PAGE EXTRACT
NATURE EQUALS BEHAVIOR

By Roland Watson

I'm going to begin by stating the obvious. The world has a lot of problems. There is a seemingly endless stream of problems, everywhere. But, I'm not going to list the problems that people currently think are the most important. You can go to newspapers and websites for that. Rather, I'm concerned with the question: why are there so many?

The problem is us

To understand what is happening around the world, we need to accept, and act on, a basic truth. The problems come from us - from our nature. If we want them to end, and such that they will never recur, we have to understand our nature, and, we have to change.

There have been many descriptions of human nature. I believe this is one of the best.

"He felt the mass of mankind mighty in its numbers. They swarmed numerous like locusts, industrious like ants, thoughtless like a natural force, pushing on blind and orderly and absorbed, impervious to sentiment, to logic, to terror...What if nothing could move them?"

There are the thoughts of the character, the Anarchist, in The Secret Agent, by Joseph Conrad.

EXCERPTED DATA

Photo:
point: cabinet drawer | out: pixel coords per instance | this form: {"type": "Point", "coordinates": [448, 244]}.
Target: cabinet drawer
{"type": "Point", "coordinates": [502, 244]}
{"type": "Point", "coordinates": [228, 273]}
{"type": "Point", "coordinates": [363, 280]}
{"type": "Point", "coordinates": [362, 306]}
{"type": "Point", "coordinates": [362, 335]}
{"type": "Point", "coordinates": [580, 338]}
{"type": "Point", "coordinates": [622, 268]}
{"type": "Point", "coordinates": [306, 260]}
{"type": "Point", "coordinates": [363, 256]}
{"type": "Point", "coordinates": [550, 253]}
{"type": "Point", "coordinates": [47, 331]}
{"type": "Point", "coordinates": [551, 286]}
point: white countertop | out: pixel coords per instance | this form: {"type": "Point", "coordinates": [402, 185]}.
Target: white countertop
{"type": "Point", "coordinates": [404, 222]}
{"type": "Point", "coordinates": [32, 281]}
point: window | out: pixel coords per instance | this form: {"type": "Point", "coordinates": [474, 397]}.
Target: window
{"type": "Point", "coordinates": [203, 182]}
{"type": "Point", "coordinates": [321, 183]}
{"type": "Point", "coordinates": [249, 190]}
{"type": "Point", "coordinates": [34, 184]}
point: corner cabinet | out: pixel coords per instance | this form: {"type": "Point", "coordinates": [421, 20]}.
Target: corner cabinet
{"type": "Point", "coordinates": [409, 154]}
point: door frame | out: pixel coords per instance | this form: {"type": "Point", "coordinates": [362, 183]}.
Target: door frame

WHAT TO WORK ON
1. In the essay on human nature, what does the quoted passage say the mass of mankind is impervious to? List each one.
2. Can you extract everything in the essay on human nature from "To understand what" down to "of the best."?

ANSWERS TO EACH TASK
1.
- sentiment
- logic
- terror

2.
To understand what is happening around the world, we need to accept, and act on, a basic truth. The problems come from us - from our nature. If we want them to end, and such that they will never recur, we have to understand our nature, and, we have to change.

There have been many descriptions of human nature. I believe this is one of the best.